#### [Work instruction]
Among the records below, find the lines with the word "target" and copy them.

#### [Dataset entries]
§

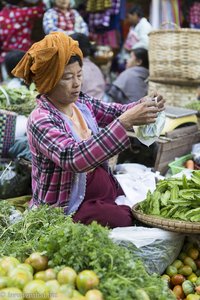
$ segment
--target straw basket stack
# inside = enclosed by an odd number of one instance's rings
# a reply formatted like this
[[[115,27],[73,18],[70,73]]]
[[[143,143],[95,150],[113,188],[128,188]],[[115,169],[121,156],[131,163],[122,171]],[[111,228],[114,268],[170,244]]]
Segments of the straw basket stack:
[[[185,106],[196,100],[200,86],[199,49],[198,29],[152,31],[149,34],[149,92],[159,91],[167,104],[174,106]]]

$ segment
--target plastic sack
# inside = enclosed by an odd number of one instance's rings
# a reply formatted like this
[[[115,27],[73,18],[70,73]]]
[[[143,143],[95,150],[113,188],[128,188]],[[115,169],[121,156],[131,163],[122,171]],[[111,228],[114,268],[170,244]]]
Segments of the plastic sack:
[[[0,172],[0,200],[31,194],[31,172],[19,161],[10,162]]]
[[[200,166],[200,143],[192,146],[192,152],[194,162]]]
[[[150,146],[160,136],[165,126],[165,112],[162,111],[158,114],[155,123],[141,126],[133,126],[136,138],[144,145]]]
[[[185,238],[176,232],[136,226],[114,228],[109,236],[141,259],[149,274],[163,274],[179,255]]]

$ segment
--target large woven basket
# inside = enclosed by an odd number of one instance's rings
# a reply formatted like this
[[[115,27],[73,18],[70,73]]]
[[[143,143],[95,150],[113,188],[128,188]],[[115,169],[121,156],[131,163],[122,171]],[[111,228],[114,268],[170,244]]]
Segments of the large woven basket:
[[[200,233],[200,222],[178,221],[175,219],[165,219],[158,216],[146,215],[138,211],[138,204],[133,206],[132,213],[137,220],[153,227],[180,233]]]
[[[149,33],[150,80],[200,83],[200,30],[160,29]]]
[[[166,99],[167,105],[184,107],[197,99],[197,87],[149,81],[148,93],[157,91]]]

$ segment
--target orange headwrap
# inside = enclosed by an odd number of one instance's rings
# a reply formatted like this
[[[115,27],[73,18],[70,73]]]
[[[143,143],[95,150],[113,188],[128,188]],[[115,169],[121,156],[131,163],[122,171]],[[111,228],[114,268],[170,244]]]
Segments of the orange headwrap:
[[[23,78],[27,84],[33,81],[39,93],[47,93],[61,79],[73,55],[83,58],[78,42],[64,32],[52,32],[32,45],[12,74]]]

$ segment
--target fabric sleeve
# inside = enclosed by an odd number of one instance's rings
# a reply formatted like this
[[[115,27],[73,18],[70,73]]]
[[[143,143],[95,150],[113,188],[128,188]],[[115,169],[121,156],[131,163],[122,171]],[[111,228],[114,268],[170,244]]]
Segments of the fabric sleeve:
[[[56,165],[72,172],[95,168],[130,144],[126,130],[118,119],[88,140],[75,142],[69,133],[62,131],[43,113],[29,117],[28,139],[30,148],[36,148]]]
[[[106,93],[108,94],[108,96],[112,98],[113,102],[117,102],[121,104],[126,104],[130,102],[129,99],[124,94],[124,92],[114,84],[111,84],[109,86]]]
[[[74,16],[75,16],[74,32],[79,32],[79,33],[83,33],[85,35],[89,35],[88,25],[83,20],[82,16],[75,9],[73,9],[73,12],[74,12]]]
[[[64,31],[57,27],[58,17],[53,9],[49,9],[45,12],[43,17],[43,29],[45,34],[49,34],[52,31]]]
[[[106,103],[86,94],[84,94],[84,101],[93,112],[98,126],[102,128],[117,119],[127,109],[140,103],[139,101],[124,105],[119,103]]]

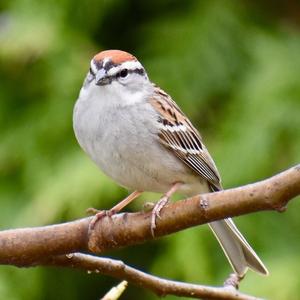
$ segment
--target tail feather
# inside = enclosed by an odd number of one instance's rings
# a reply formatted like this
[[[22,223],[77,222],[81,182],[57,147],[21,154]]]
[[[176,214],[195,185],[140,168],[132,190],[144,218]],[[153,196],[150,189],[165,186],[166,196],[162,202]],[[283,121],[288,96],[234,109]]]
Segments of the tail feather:
[[[231,219],[215,221],[209,224],[219,241],[233,270],[244,276],[250,268],[263,275],[268,275],[268,270],[239,232]]]

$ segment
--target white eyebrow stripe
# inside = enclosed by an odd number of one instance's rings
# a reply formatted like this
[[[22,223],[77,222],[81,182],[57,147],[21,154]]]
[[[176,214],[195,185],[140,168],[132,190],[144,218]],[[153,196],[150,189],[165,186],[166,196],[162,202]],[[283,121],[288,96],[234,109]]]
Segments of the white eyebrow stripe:
[[[97,72],[98,72],[98,68],[97,68],[97,66],[95,64],[94,59],[91,60],[91,70],[94,73],[94,75],[97,74]]]
[[[109,69],[107,75],[114,76],[123,69],[135,70],[135,69],[144,69],[144,68],[138,61],[126,61],[116,67],[112,67],[111,69]]]

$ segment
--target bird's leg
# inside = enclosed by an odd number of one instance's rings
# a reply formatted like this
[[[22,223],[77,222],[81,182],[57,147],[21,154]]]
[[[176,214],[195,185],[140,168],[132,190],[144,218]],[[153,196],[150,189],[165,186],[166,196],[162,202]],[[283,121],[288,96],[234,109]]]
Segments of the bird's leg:
[[[160,217],[161,210],[169,202],[170,197],[178,190],[182,185],[182,182],[175,182],[172,187],[163,195],[163,197],[155,204],[152,213],[151,213],[151,234],[154,237],[154,230],[156,228],[156,218]]]
[[[90,222],[90,229],[94,229],[96,223],[103,218],[104,216],[111,217],[112,215],[118,213],[120,210],[122,210],[125,206],[127,206],[131,201],[136,199],[138,196],[140,196],[143,192],[141,191],[134,191],[129,196],[127,196],[125,199],[120,201],[118,204],[116,204],[114,207],[112,207],[110,210],[101,210],[98,211],[93,219]]]

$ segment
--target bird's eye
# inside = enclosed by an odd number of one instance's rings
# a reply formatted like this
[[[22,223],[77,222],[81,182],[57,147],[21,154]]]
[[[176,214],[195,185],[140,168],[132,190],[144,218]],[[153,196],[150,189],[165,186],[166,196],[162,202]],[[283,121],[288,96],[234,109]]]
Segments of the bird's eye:
[[[127,70],[127,69],[124,69],[124,70],[122,70],[122,71],[119,73],[119,76],[122,77],[122,78],[127,77],[127,75],[128,75],[128,70]]]

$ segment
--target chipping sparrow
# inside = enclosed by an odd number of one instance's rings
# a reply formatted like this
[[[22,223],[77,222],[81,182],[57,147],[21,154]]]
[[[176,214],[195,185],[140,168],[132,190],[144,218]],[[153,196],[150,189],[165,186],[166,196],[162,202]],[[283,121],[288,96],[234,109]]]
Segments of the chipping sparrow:
[[[74,108],[73,126],[79,144],[100,169],[135,190],[110,214],[144,191],[164,194],[153,209],[152,232],[173,193],[192,196],[222,189],[198,131],[129,53],[108,50],[92,59]],[[231,219],[209,226],[238,275],[243,276],[248,267],[268,274]]]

§

#### [Exercise answer]
--target straw basket stack
--target plastic sack
--target large woven basket
--target orange headwrap
--target fabric sleeve
--target tail feather
--target white eyebrow stripe
--target bird's leg
--target bird's eye
--target chipping sparrow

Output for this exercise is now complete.